--- Quoted text ---
Under the terms of this proposal, fourth-semester students will work with their faculty advisers to review the first two years of liberal arts study. Upon declaring a major, each student will set forth a draft plan (both a list of courses and a brief rationale) for the next two years. The rationale is a brief statement explaining how they have organized their program and how it resonates with their emerging sense of education in the liberal arts. As seniors, they will revise this statement in light of what they have learned, reflecting their new insights and priorities developed since the mid-point of their Grinnell career.

 

After going through a number of drafts during the fall semester, this proposal was discussed and endorsed by the College Curriculum Committee and by the Faculty Executive Council in February 1999. The full faculty approved this proposal in March 1999 and it will go into effect in academic year 1999-2000.

 

Off-Campus Study

 

This past academic year, the faculty Off-Campus Study Board began a review of all of the off-campus study programs to which we have been sending our students over the past several years. The objective of this review is to reduce the large number of off-campus study sites to a more manageable number for the purpose of academic quality control. A full faculty review of off-campus study goals is planned for the fall semester, 1999. This will help the Off-Campus Study Board select a reduced number of academically rigorous programs which meet the needs of academic departments, concentrations, and the overall goals of a liberal arts education. This review of goals and programs will also enhance faculty advising of students wishing to study abroad. Over the past two years, 59% of our junior classes have studied abroad. This represents a marked increase over previous years when the numbers ranged from 40%-50%. We remain committed to providing our students with off-campus study experiences at a high level of academic quality.

--- Information supplied ---

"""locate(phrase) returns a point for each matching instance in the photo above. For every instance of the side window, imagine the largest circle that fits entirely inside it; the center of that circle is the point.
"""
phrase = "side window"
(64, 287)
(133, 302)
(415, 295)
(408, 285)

--- Set task ---
Please pull out the full text on the advising proposal and off-campus study, word for word.

--- Exercise answer ---
Under the terms of this proposal, fourth-semester students will work with their faculty advisers to review the first two years of liberal arts study. Upon declaring a major, each student will set forth a draft plan (both a list of courses and a brief rationale) for the next two years. The rationale is a brief statement explaining how they have organized their program and how it resonates with their emerging sense of education in the liberal arts. As seniors, they will revise this statement in light of what they have learned, reflecting their new insights and priorities developed since the mid-point of their Grinnell career.

 

After going through a number of drafts during the fall semester, this proposal was discussed and endorsed by the College Curriculum Committee and by the Faculty Executive Council in February 1999. The full faculty approved this proposal in March 1999 and it will go into effect in academic year 1999-2000.

 

Off-Campus Study

 

This past academic year, the faculty Off-Campus Study Board began a review of all of the off-campus study programs to which we have been sending our students over the past several years. The objective of this review is to reduce the large number of off-campus study sites to a more manageable number for the purpose of academic quality control. A full faculty review of off-campus study goals is planned for the fall semester, 1999. This will help the Off-Campus Study Board select a reduced number of academically rigorous programs which meet the needs of academic departments, concentrations, and the overall goals of a liberal arts education. This review of goals and programs will also enhance faculty advising of students wishing to study abroad. Over the past two years, 59% of our junior classes have studied abroad. This represents a marked increase over previous years when the numbers ranged from 40%-50%. We remain committed to providing our students with off-campus study experiences at a high level of academic quality.